▶ _Short task_:
Repeat the lines from the line with "locate the sky" to the line with "[0, 3, 79, 21]", requests included, and shift each bounding-box coordinate in the answers by adding -103 to it.

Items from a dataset
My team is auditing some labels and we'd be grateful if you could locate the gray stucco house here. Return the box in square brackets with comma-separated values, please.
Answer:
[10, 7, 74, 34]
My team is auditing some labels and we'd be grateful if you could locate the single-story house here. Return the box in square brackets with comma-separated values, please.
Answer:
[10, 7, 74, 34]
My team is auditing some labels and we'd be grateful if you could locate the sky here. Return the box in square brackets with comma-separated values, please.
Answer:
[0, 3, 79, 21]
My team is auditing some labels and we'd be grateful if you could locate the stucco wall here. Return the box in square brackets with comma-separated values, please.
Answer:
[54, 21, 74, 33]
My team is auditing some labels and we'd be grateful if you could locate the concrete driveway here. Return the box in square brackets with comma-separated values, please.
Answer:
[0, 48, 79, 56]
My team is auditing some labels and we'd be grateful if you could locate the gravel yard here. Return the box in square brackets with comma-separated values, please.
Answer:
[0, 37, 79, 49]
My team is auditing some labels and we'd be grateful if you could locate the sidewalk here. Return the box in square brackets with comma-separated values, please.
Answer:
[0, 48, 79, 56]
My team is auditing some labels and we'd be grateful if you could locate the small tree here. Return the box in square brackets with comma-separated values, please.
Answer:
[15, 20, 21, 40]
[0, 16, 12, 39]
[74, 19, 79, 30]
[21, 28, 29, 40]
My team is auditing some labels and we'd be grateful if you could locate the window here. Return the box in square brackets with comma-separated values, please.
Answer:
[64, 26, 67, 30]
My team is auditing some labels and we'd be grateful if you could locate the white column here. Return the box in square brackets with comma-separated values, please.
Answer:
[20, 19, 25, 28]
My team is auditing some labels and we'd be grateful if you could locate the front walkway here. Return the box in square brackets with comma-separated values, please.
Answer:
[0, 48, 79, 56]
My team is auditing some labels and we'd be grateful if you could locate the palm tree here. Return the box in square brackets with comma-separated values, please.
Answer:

▶ _The solution_:
My team is auditing some labels and we'd be grateful if you could locate the sky here. Return the box in square brackets with comma-separated values, please.
Answer:
[-103, -100, -24, -82]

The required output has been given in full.